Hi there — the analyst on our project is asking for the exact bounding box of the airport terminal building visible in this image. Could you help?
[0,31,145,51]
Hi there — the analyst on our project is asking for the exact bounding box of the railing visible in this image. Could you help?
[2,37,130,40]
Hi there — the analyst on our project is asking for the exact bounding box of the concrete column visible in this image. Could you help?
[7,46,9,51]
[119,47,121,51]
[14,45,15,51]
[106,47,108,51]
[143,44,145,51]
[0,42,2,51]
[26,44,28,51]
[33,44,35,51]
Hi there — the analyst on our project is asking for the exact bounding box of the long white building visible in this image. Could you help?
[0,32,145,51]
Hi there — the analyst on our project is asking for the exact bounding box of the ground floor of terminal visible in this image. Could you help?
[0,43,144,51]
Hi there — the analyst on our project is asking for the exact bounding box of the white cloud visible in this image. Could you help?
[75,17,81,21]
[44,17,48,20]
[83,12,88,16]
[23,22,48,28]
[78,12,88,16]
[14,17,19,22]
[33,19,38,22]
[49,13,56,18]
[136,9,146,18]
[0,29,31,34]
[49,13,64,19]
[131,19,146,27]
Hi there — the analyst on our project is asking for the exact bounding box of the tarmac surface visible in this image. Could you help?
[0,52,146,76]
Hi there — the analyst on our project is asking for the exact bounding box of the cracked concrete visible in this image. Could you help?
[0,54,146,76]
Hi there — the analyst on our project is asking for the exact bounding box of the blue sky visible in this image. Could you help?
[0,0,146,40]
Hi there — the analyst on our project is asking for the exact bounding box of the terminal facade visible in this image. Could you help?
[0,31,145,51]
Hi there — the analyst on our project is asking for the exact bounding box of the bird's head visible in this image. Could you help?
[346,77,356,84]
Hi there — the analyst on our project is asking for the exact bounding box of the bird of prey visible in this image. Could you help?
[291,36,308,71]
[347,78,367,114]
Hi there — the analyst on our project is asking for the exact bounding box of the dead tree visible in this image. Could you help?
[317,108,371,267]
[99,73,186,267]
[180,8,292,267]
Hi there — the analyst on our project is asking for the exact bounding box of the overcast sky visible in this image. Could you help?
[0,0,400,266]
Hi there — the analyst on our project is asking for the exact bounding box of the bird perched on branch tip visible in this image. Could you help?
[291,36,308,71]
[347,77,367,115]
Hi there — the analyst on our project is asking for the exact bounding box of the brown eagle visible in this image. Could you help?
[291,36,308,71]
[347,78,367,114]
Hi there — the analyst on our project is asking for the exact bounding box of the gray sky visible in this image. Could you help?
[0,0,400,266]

==========

JOB: Copy out every item above word for word, with none left out and none changed.

REPLY TO THE EXERCISE:
Hi there — the analyst on our project is asking for the exact bounding box of the airport terminal building visible in this image. Could you help?
[0,31,145,51]
Hi there — the analyst on our project is asking for the exact bounding box of the railing visible in this image. Could you help?
[2,37,130,40]
Hi there — the analyst on our project is asking for the exact bounding box of the concrete column visible in this image. Could you help?
[7,46,9,51]
[119,47,121,51]
[14,45,15,51]
[106,47,108,51]
[143,44,145,51]
[0,42,2,51]
[26,44,28,51]
[33,44,35,51]
Hi there — the analyst on our project is asking for the exact bounding box of the long white building visible in this image. Could you help?
[0,32,145,51]
Hi there — the analyst on our project is asking for the exact bounding box of the ground floor of terminal visible in this image. Could you help?
[0,43,144,51]
Hi there — the analyst on our project is asking for the exact bounding box of the white cloud visible in this image. Could you help?
[75,17,81,21]
[44,17,48,20]
[83,12,88,16]
[23,22,48,28]
[78,12,88,16]
[14,17,19,22]
[33,19,38,22]
[49,13,56,18]
[136,9,146,18]
[0,29,31,34]
[49,13,64,19]
[131,19,146,27]
Hi there — the analyst on our project is asking for the exact bounding box of the tarmac surface visible in this image. Could you help?
[0,52,146,76]
Hi there — the analyst on our project is asking for the exact bounding box of the cracked concrete visible in this image. Could you help?
[0,54,146,76]
Hi there — the analyst on our project is asking for the exact bounding box of the blue sky visible in this image. Could you help?
[0,0,146,40]
Hi there — the analyst on our project is asking for the exact bounding box of the terminal facade visible in this image. Could you help?
[0,31,145,51]
Hi there — the analyst on our project is asking for the exact bounding box of the bird's head visible in this image. Could you help?
[346,77,356,84]
Hi there — the analyst on our project is asking for the exact bounding box of the bird of prey visible in this image. Could you help?
[291,36,308,71]
[347,78,367,114]
Hi there — the analyst on our project is asking for the exact bounding box of the dead tree visible in this image. Could you help?
[317,108,371,267]
[99,73,186,267]
[180,8,292,267]
Hi there — the analyst on our project is asking for the exact bounding box of the overcast sky visible in this image. Could you help?
[0,0,400,266]
Hi there — the analyst on our project is asking for the exact bounding box of the bird perched on branch tip visible in this image. Could you help?
[291,36,308,71]
[347,77,367,115]
Hi there — the analyst on our project is asking for the exact bounding box of the brown eagle visible in this image. Could you help?
[291,36,308,71]
[347,78,367,114]
Hi there — the analyst on our project is asking for the exact bounding box of the gray sky visible in this image. Could you help?
[0,0,400,266]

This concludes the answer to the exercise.